— START RECORDS PROVIDED —

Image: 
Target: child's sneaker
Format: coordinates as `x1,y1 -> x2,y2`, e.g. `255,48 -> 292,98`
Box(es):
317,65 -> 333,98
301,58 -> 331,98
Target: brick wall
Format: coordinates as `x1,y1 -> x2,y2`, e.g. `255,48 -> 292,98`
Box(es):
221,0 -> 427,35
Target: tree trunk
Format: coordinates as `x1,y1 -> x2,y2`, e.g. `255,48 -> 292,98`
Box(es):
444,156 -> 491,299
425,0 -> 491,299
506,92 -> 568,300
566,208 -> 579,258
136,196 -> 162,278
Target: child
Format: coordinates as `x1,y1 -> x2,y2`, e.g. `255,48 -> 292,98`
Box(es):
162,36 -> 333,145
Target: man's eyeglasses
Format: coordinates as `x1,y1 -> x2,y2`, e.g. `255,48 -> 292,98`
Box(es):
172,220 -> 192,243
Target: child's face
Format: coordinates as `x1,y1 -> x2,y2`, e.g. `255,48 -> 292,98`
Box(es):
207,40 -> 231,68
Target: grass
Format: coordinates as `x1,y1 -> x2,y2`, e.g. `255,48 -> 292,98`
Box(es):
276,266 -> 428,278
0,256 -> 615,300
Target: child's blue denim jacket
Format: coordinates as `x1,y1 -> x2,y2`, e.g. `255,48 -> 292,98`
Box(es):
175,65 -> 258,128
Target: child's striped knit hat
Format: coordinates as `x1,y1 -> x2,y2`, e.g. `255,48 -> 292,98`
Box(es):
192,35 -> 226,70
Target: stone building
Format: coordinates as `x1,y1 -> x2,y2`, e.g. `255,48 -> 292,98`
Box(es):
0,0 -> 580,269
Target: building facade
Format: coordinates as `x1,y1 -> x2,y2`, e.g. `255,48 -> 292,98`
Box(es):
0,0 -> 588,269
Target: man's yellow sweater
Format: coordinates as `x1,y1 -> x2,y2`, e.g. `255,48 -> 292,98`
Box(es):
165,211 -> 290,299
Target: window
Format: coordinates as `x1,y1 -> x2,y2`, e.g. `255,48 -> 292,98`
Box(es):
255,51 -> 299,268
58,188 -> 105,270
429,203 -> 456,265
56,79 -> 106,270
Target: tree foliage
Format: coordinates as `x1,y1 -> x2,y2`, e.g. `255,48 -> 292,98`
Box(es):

— END RECORDS PROVIDED —

REQUIREMENT:
Reproduce the data above verbatim, starting at the very beginning and ending with the line that contains "221,0 -> 427,35", both included.

OUTPUT FOR THIS EXERCISE:
Image: 
Target: child's sneaker
Format: coordinates as `x1,y1 -> x2,y2`, e.g. `255,48 -> 292,98`
Box(es):
317,65 -> 333,98
301,58 -> 331,98
Target: brick wall
Format: coordinates as `x1,y1 -> x2,y2`, e.g. `255,48 -> 292,98`
Box(es):
221,0 -> 427,35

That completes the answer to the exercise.